§ **GIVEN TEXT**
────

Because I have a small backyard, and my climate is mostly cold, I knew I needed chickens that could take confinement well, and were cold-hardy. I also wanted friendly chickens, and I wanted clean-legged chickens because I can't stand poopy feathery feet. I don't need high egg production, so I stayed away from hybrids such as the gold comet (high egg producers tend to be flighty, and I didn't want flighty).

I decided to get one chicken of each breed, so I'd have a variety, and so that there were no two chickens of the same breed (trying to avoid chicken cliques).

So here are my breed choices:
1) Buff Orpington: Lays fairly well, cold hardy, bears confinement well, supposedly one of the sweetest breeds around.
2) Australorp: Lays fairly well, cold hardy, bears confinement well, and again, is supposed to be a friendly breed of chicken.
3) Copper Marans: Ok, I sort of broke one of my rules here. This chicken does have feathered feet, but not to the extent that say, a cochin has. I really wanted a dark chocolate egg, and the marans has that. I know it doesn't taste any different, but they look cool.
4) Silver-laced Wynadotte: Cold hardy (small rose comb!), bears confinement well, and oh-so-pretty!
5) Gold-laced Wynadotte: Cold hardy (small rose comb!), bears confinement well, and oh-so-pretty!
6) Easter-egger: I wanted a surprise in there. Who knows what color of egg I'll get? Will it lay sage-green eggs? olive-green? mint-green? Sky blue? Pink? or something else? I know it will only lay one color its whole life, but what color will it be? The ANTICIPATION! Plus, they are supposedly cold-hardy, bear confinement well, etc.

────

§ **DATASET EXCERPTS**
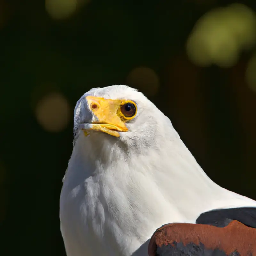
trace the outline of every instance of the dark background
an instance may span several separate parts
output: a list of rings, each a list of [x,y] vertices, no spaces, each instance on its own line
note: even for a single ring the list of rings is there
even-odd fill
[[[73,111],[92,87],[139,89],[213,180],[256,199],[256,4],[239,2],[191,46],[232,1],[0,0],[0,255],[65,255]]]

────

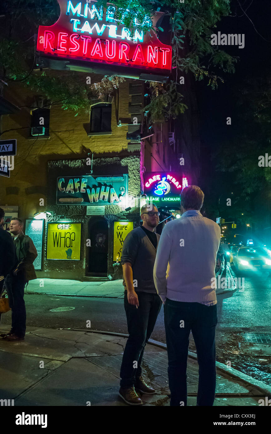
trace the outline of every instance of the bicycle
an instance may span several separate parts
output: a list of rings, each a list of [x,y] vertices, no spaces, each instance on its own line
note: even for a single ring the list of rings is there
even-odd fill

────

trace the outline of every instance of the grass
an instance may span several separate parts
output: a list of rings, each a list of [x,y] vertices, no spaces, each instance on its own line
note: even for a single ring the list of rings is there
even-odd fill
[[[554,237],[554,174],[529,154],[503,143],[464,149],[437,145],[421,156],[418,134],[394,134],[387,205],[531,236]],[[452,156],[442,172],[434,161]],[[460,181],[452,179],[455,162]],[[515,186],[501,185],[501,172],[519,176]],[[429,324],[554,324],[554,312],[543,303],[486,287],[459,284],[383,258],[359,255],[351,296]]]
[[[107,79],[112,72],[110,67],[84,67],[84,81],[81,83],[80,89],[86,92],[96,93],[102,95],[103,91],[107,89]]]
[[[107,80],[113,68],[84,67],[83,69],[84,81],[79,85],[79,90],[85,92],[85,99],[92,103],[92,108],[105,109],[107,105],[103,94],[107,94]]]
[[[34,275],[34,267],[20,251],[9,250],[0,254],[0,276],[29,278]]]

────

§ **PROBLEM 1**
For each statement, tell whether the text on choosing chicken breeds agrees with it. Answer yes or no and quote the words that decide it. (a) The Copper Marans was picked partly for its egg color. (b) Two hens of each breed were bought. (c) High egg production was a goal.
§ **PROBLEM 2**
Go on with the text about choosing chicken breeds, starting after its last sentence.
The material has nothing to do with this.

§ **TASK RESULT 1**
(a) Yes: "I really wanted a dark chocolate egg, and the marans has that."
(b) No: "I decided to get one chicken of each breed"
(c) No: "I don't need high egg production"

§ **TASK RESULT 2**
So those are the six breeds of chickens I ordered. I think that their temperaments should mix well together too. For example, I decided against getting a Welsummer, as I heard they can be overly bossy in a flock setting (although, I suppose it depends on each personal chicken). Yes, there will always be a pecking order, but I'm really hoping that no bird will be a bully. Bully birds (the unredeemable kind) get invited to dinner.

I can't wait for July to get here!

We have 2 Welsummer hens. They are big, beautiful and so curious. Out of the Delaware, the New Hampshire Reds and our older Barred Rock, the Welsummers are our favorites. Both of our Delaware hens are bossy, one can be a little mean. The NHR hens and the Welsummer hens are the nicest but the NHR's mostly follow the others . Our Barred Rock is very skittish plus she's queen of the flock. So, I do think it depends on each chicken, where they end up in the pecking order, etc.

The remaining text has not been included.